Try it: When you return the data, keep every word exact and include none of the images.

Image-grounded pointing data
++++

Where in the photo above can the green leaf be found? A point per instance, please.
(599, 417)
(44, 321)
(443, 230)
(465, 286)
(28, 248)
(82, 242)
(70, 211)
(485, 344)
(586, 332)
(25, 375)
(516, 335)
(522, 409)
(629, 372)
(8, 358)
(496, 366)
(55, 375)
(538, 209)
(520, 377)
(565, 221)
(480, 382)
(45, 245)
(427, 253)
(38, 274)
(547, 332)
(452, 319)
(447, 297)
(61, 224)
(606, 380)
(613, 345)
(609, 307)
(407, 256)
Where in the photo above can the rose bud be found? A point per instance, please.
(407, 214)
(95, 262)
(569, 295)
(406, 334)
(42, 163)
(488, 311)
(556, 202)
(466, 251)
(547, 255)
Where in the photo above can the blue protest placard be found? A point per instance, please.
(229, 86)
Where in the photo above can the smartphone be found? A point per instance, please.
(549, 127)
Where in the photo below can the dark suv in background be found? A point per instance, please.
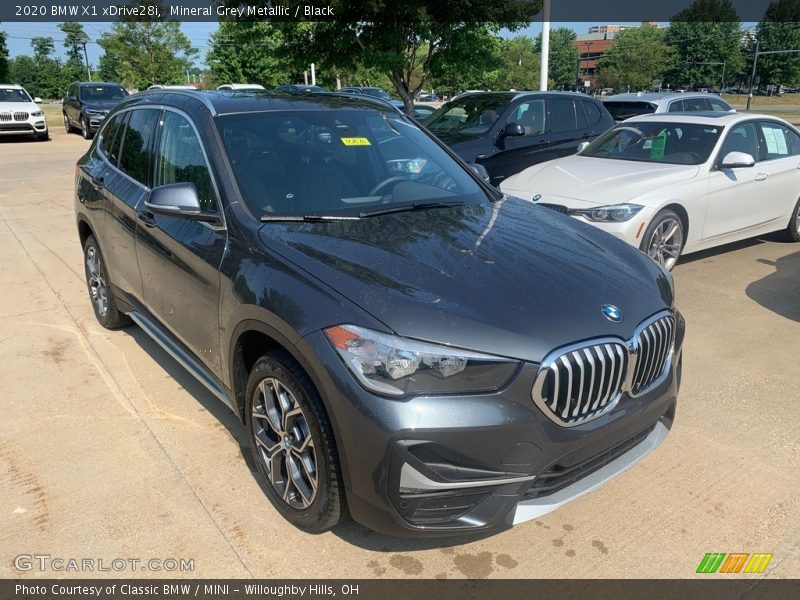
(508, 132)
(87, 104)
(399, 340)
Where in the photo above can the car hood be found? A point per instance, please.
(508, 278)
(19, 107)
(595, 180)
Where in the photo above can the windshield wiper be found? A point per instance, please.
(304, 218)
(409, 207)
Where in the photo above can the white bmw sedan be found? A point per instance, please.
(675, 184)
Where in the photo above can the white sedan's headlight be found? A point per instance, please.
(395, 366)
(613, 213)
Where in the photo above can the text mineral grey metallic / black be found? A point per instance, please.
(400, 341)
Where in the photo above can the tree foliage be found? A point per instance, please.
(75, 37)
(638, 59)
(139, 54)
(246, 52)
(780, 30)
(708, 31)
(428, 38)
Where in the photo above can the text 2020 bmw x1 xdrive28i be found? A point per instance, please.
(400, 340)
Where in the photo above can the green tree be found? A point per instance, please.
(779, 29)
(246, 52)
(4, 64)
(708, 31)
(518, 65)
(563, 57)
(146, 52)
(74, 39)
(639, 58)
(47, 71)
(413, 42)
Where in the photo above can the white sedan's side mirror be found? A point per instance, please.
(737, 160)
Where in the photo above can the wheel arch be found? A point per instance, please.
(252, 339)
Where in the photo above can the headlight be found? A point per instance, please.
(395, 366)
(614, 213)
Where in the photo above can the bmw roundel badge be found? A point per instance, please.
(611, 312)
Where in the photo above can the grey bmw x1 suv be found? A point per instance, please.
(401, 342)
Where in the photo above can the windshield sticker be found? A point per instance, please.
(658, 145)
(356, 142)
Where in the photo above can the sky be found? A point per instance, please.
(20, 34)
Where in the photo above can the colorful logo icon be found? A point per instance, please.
(734, 562)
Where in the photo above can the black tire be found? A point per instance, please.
(86, 132)
(667, 251)
(278, 378)
(792, 232)
(98, 284)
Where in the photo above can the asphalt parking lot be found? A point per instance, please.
(109, 449)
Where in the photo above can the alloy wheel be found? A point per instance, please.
(98, 289)
(666, 242)
(284, 443)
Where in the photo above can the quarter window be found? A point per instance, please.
(137, 144)
(779, 141)
(111, 137)
(181, 158)
(742, 138)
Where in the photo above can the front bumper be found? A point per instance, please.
(443, 465)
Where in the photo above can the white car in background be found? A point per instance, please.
(19, 114)
(672, 184)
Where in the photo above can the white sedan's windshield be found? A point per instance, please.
(672, 143)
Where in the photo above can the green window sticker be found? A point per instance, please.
(659, 145)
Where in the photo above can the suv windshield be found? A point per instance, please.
(673, 143)
(339, 163)
(14, 95)
(90, 93)
(471, 116)
(625, 110)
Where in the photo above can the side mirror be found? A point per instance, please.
(737, 160)
(513, 130)
(178, 200)
(480, 171)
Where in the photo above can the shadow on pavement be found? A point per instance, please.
(779, 291)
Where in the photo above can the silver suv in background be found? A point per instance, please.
(625, 106)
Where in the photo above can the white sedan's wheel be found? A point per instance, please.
(664, 238)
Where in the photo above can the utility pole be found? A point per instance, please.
(545, 62)
(752, 77)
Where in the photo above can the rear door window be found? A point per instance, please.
(137, 145)
(562, 115)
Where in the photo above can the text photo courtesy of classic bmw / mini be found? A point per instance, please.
(425, 290)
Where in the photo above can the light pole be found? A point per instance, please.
(545, 62)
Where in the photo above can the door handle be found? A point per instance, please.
(147, 219)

++++

Answer box:
Where in the photo above can the green leaf be found? A point per instance, please.
(599, 417)
(44, 321)
(443, 230)
(465, 286)
(28, 248)
(82, 242)
(70, 211)
(485, 344)
(586, 332)
(25, 375)
(516, 335)
(522, 409)
(629, 372)
(8, 358)
(496, 366)
(55, 375)
(538, 209)
(520, 377)
(565, 221)
(480, 382)
(45, 245)
(427, 253)
(38, 274)
(547, 332)
(452, 319)
(447, 297)
(61, 224)
(606, 380)
(613, 345)
(609, 307)
(407, 256)
Where in the photo above can the rose bud be found? A point per instance, please.
(407, 214)
(95, 262)
(569, 295)
(406, 334)
(42, 163)
(488, 311)
(556, 202)
(466, 251)
(547, 255)
Where in the photo above can the blue protest placard be found? A point per instance, please.
(229, 86)
Where in the photo above can the smartphone be found? A point per instance, please.
(549, 127)
Where in the photo below can the dark suv in background be found? A point per instance, please.
(508, 132)
(87, 104)
(399, 340)
Where in the photo above can the car hood be found? A point per instance, please.
(508, 278)
(19, 107)
(595, 180)
Where in the photo above can the windshield wiper be found? A point per instance, please.
(304, 218)
(409, 207)
Where in the photo above can the white bmw sedan be found? A point per instance, please.
(675, 184)
Where in the photo above can the white sedan's headlight be found? A point per instance, please.
(395, 366)
(613, 213)
Where in the photo above can the text mineral grey metallic / black be found? A point per instance, please.
(400, 341)
Where in the photo above can the tree foliage be found? A point per instance, please.
(75, 37)
(638, 59)
(139, 54)
(246, 52)
(780, 30)
(708, 31)
(428, 38)
Where in the photo above can the text 2020 bmw x1 xdrive28i be found? A point per instance, please.
(400, 340)
Where in the photo above can the green tree be found? A point per instance, please.
(779, 29)
(246, 52)
(4, 64)
(708, 31)
(518, 65)
(563, 57)
(146, 52)
(74, 39)
(639, 58)
(47, 71)
(413, 42)
Where in the photo above can the white sedan's side mirror be found? A point per instance, please.
(737, 160)
Where in the photo above can the wheel arch be found? A point per instance, please.
(252, 339)
Where in the photo above can the headlight be found? A point per instance, please.
(395, 366)
(614, 213)
Where in the photo above can the bmw roundel badge be found? A point per instance, please.
(611, 312)
Where in the photo above can the grey bmw x1 suv be found? A point per instance, please.
(401, 342)
Where in the photo above can the windshield sticker be found? A point per instance, please.
(658, 145)
(356, 142)
Where in the photo above can the sky be found? A point per instance, please.
(20, 34)
Where in the photo above can the colorful logo icon be found? A point per instance, please.
(734, 562)
Where in the photo above can the black tire be found? A point per instance, please.
(86, 132)
(667, 251)
(278, 378)
(792, 232)
(98, 284)
Where in the photo above can the asphalt parking lot be found? A point per instance, please.
(109, 449)
Where in the photo above can the alloy wheel be found? A point per instance, please.
(98, 289)
(666, 242)
(284, 443)
Where in the photo above can the quarter window be found? A point per instance, please.
(137, 144)
(779, 141)
(111, 137)
(181, 158)
(742, 138)
Where in the photo above can the front bumper be found? A point per instance, please.
(443, 465)
Where in the photo above can the white car in background be found? A point per instance, please.
(19, 114)
(672, 184)
Where in the photo above can the white sedan's windshield be found? A point per instance, please.
(672, 143)
Where in the photo above can the green window sticker be found? A point per instance, please.
(659, 145)
Where in the photo above can the suv windshield be found? A point per instance, please.
(673, 143)
(339, 163)
(14, 95)
(90, 93)
(471, 116)
(625, 110)
Where in the photo above can the side mirror be found? A point per instance, please.
(737, 160)
(513, 130)
(178, 200)
(480, 171)
Where in the photo above can the shadow on pavement be found? A point per instance, please.
(779, 291)
Where in the photo above can the silver suv in background be found? A point per instance, please.
(625, 106)
Where in the photo above can the white sedan's wheel be found? A point per instance, please.
(664, 238)
Where in the photo above can the utility pole be found? A point per instance, please.
(545, 62)
(752, 77)
Where in the photo above can the rear door window be found? A point per instance, please.
(137, 145)
(562, 115)
Where in the photo above can the text photo courtesy of classic bmw / mini be found? A point per instance, please.
(425, 290)
Where in the photo above can the light pole be found? A point per instance, please.
(545, 62)
Where in the photo above can the door handle be found? A point per instance, please.
(147, 219)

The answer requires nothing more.